For example, in aerospace and other turbomachinery, shrouded impellers are critical rotating components that induce high pressures and can see more efficiencies enabled by improved functionality, better surface finish and more accurate designs. Historically this requires a three-stage process when produced with traditional manufacturing methods. The impeller is usually machined from solid block on metal with a 5-axis tool, e-beam and weld on the shroud. The adoption of conventional additive manufacturing systems has generally been limited because of design restrictions (typically 45 degree angle overhang features without supports) and complex support structures with laborious post-processing. Thus, building this part has been challenging or often impossible.

Another use case is lightweighting, which is an important aspect for multiple industries. Lattice structures provide high strength-to-weight ratios and bring enormous benefits to buy-to-fly ratio, cost of used material, cost reduction and sustainability. Light structures like these are impossible to cast and are uniquely enabled by additive manufacturing. Traditional AM systems, however, have limitations with printing lattice angles and aspect ratios of the beams. Most AM systems cannot assure lattice consistency in the same build, which creates structural risk due to increased mechanical variability.

I recently spoke with an OEM customer working on an engine application. They were trying to meet ever more stringent requirements with conventional manufacturing methods and had spent over 20 months into the development cycle without success. In this case, the blades were not precise enough with enough dimensional accuracy to be assembled in complex subsystems and were not meeting quality requirements. With conventional additive manufacturing solutions, after more than three months of development, the complex and laborious post-processing challenges were still not solved. VELO3D solved this within days with samples printed and delivered that met key requirements for functional testing.

This tremendous experience is the result of a journey that Benny Buller started in 2014, setting out with the bold vision of creating technology that could manufacture any geometry. Our goal is creating  technology that overcomes manufacturing challenges and takes additive manufacturing mainstream, altering the $500 billion metal manufacturing industry forever. From the start there was a different approach rooted in deep insights in physics fundamentals, bringing together a combination of disciplines: Process Development, Materials Science, Experimentation & Simulation, Control, Computational Geometry and System Integration. Our approach to problem solving is one of a kind in the industry, based on these deep physics insights, and enabled by a disciplined approach of research/characterization, understanding of mechanism, intelligent process control, software simulation and in-situ metrology.

The result is a different solution, designed from the ground up with high-volume manufacturing in mind. Many breakthrough innovations were necessary end-to-end in creating a new class of additive manufacturing solution that we call Intelligent Fusion.

For challenging use cases such as these discussed the VELO3D Sapphire® system requires no internal supports to build shrouded impellers, aside from the extruding lip on the outer rim and the bottom edge. Those supports require minimal post-processing and can be removed with a single turning operation.

For lattice structures, VELO3D excels. Structures are built free-floating, leveraging the full build volume for production-quality volume builds. This assures build-to-part consistency and does not require post-processing. Development time of lightweighted designs is significantly reduced.

VELO3D Sapphire, along with our Flow print preparation software, addresses the most difficult additive manufacturing challenges by delivering a comprehensive, end-to-end manufacturing solution that takes additive manufacturing capabilities far beyond other solutions. In the quest to enable tomorrow’s innovation VELO3D envisions products that are built without constraints. They are more affordable and come to market faster.

With VELO3D Sapphire the future is here.

---

- WHAT THE TASK REQUIRES
According to the additive manufacturing piece, in what year did Benny Buller start the journey behind this technology? The listing has no connection to the additive manufacturing piece.

- MATERIAL
---

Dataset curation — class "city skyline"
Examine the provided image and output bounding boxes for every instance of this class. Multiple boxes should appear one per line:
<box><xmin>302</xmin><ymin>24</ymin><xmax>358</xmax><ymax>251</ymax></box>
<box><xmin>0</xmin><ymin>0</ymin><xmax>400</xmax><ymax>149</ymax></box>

---

- EXPECTED OUTPUT
2014